Stored items:
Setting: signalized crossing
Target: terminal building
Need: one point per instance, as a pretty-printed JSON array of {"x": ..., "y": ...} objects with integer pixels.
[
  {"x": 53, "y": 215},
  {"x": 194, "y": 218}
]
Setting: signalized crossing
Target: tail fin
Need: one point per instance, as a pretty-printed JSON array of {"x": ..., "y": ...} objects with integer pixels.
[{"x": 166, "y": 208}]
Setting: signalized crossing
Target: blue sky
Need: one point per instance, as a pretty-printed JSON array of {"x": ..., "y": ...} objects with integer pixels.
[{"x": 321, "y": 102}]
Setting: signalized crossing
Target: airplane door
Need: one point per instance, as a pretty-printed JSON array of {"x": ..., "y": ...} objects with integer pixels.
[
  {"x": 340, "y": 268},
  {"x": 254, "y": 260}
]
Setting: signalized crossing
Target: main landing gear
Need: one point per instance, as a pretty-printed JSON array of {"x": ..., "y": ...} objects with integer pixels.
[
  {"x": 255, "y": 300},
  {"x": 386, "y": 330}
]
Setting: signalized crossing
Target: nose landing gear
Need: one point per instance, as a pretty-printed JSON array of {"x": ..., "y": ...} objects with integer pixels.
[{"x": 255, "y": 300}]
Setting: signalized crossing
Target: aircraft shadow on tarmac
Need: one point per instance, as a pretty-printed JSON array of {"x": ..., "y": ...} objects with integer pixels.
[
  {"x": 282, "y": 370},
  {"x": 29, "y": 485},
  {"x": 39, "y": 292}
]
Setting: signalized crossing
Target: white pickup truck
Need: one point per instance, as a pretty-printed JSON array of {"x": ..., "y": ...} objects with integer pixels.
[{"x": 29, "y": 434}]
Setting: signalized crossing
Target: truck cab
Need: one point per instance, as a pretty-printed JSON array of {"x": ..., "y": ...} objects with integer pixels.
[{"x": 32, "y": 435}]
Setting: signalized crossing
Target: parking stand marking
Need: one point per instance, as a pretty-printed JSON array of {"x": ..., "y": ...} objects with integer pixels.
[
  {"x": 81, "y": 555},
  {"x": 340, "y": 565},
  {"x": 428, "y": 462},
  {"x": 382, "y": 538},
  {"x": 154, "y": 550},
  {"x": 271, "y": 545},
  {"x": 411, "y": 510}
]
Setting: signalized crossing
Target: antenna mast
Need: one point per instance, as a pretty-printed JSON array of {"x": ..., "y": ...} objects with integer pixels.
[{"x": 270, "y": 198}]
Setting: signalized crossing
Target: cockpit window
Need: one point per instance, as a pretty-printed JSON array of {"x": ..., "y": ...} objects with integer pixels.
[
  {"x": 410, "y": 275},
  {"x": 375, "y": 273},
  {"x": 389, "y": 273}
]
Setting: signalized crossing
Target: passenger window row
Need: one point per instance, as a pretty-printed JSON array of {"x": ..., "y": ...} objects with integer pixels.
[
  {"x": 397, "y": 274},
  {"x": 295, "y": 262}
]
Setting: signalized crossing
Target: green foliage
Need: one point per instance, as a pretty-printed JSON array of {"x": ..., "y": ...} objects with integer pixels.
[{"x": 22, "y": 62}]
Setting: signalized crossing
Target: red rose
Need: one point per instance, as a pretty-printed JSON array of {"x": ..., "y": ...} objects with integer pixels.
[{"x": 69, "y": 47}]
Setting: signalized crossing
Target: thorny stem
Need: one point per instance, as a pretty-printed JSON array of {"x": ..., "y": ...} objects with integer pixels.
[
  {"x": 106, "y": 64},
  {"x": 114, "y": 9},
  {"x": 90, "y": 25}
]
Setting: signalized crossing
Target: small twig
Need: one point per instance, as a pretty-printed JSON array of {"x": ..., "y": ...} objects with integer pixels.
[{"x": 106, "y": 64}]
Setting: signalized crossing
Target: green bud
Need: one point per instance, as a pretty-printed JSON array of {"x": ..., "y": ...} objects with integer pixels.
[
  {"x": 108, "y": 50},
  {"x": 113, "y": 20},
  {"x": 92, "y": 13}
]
--
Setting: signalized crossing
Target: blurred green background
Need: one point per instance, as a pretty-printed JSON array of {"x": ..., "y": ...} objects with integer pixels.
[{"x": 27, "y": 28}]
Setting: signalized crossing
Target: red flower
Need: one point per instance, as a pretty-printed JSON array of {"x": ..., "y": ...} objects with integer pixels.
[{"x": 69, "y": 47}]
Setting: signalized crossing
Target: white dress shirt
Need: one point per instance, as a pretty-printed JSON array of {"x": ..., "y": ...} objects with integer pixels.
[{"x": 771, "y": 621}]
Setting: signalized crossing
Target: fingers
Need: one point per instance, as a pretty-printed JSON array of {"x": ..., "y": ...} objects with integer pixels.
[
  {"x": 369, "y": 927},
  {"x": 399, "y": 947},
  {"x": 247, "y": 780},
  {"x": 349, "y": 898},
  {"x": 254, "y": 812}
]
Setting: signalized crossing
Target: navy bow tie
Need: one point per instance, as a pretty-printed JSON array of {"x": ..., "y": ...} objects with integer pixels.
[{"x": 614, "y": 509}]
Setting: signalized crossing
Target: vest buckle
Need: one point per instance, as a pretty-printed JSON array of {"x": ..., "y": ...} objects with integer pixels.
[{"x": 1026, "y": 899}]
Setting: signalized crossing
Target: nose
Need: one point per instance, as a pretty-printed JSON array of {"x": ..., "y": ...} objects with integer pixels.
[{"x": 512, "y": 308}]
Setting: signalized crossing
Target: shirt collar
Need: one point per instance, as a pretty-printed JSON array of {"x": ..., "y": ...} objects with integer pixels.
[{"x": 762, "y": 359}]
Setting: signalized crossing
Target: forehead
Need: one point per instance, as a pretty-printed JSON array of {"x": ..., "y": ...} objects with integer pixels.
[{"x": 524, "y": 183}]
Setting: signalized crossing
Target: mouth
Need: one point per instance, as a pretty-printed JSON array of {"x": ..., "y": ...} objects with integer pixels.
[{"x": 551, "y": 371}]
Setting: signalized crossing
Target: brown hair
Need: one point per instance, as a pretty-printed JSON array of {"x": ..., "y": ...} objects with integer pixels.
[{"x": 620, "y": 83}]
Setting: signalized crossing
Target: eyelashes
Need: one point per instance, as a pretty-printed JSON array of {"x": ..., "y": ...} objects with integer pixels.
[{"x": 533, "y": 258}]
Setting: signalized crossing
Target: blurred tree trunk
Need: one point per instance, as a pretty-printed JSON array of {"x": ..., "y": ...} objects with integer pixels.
==
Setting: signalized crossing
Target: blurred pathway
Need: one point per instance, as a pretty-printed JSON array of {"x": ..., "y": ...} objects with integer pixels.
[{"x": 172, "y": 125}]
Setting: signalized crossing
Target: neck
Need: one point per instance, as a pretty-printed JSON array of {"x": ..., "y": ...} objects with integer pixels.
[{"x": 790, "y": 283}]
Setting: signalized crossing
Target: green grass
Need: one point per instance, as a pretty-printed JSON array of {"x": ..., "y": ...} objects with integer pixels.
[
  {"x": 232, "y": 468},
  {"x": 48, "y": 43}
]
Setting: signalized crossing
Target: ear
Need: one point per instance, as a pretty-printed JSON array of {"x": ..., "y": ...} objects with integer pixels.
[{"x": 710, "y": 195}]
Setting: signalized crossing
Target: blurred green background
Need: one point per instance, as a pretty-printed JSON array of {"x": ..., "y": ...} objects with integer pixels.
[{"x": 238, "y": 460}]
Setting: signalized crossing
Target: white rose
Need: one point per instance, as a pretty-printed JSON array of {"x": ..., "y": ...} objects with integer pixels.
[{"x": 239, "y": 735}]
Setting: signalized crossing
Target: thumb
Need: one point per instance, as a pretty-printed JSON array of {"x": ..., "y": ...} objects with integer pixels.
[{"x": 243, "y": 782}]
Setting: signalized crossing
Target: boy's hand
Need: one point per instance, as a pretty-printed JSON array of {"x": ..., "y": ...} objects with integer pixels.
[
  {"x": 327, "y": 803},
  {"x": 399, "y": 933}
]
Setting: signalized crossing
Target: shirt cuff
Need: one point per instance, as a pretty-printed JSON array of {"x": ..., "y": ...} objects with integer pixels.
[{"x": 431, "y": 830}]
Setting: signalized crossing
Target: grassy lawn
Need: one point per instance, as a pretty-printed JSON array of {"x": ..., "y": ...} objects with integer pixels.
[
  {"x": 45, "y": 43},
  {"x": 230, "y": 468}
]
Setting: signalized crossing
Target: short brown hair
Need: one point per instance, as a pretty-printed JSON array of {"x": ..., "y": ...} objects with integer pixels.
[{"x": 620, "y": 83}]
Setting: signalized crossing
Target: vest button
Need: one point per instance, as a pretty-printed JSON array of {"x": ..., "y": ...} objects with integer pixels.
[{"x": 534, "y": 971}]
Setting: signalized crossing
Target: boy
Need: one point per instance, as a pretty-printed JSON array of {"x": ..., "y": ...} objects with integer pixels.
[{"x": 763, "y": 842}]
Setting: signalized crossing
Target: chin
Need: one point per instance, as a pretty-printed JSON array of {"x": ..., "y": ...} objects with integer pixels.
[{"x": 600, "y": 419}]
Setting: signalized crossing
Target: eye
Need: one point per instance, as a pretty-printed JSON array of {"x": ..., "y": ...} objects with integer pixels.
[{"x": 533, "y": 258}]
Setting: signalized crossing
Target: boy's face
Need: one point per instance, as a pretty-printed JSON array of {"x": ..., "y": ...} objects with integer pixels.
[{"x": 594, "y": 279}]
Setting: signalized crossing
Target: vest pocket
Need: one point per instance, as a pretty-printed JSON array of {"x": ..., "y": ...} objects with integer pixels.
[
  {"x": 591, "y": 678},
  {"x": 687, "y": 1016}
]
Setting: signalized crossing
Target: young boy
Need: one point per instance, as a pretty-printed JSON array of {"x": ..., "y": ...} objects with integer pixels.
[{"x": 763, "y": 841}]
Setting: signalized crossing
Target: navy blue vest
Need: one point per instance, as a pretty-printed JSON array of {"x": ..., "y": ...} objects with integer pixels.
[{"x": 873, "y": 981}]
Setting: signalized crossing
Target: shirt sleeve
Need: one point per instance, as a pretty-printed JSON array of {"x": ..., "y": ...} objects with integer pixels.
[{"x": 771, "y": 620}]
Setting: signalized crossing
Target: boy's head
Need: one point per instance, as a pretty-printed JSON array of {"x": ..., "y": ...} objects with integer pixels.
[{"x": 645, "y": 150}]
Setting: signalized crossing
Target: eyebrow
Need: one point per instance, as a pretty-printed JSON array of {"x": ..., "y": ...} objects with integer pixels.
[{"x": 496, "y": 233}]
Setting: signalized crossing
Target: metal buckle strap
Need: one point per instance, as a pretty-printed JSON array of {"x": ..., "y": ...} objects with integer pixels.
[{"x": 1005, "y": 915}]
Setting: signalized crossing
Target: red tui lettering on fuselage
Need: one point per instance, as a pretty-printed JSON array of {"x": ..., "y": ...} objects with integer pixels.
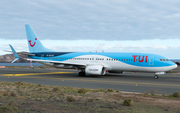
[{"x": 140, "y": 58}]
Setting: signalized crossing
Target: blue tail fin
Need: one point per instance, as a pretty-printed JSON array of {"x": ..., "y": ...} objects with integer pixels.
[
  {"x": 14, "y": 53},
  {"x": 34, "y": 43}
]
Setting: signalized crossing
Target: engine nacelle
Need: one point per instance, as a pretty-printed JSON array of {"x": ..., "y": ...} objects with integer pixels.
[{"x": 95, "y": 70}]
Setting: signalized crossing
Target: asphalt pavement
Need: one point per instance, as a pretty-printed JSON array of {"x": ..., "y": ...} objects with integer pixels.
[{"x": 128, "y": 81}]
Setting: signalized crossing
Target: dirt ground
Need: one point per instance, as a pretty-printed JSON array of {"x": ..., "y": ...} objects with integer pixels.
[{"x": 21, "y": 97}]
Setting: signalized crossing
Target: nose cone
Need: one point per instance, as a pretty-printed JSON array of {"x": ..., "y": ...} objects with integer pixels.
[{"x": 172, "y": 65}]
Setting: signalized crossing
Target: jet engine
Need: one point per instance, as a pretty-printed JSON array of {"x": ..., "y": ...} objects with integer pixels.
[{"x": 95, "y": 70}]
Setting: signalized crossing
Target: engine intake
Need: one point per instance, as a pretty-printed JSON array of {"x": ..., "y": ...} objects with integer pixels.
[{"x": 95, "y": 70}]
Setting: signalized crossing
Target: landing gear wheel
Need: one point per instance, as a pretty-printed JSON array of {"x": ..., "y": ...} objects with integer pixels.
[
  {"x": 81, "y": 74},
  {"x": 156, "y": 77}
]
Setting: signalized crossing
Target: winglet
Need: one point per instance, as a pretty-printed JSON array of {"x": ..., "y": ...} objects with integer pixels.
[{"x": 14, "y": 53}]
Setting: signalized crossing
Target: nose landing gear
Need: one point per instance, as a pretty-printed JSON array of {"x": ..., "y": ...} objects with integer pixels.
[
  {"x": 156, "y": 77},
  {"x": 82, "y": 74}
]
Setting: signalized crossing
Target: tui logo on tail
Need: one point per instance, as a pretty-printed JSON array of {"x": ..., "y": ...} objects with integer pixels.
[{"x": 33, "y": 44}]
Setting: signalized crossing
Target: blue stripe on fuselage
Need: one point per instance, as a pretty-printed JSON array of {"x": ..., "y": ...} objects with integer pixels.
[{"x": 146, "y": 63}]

(WHAT YOU ARE ASKED TO DO) Gather every line of the items that contains the word "vest", and note that case matters.

(OUTPUT FOR THIS EXERCISE)
Target: vest buckle
Target: vest button
Target: vest pocket
Target: navy blue vest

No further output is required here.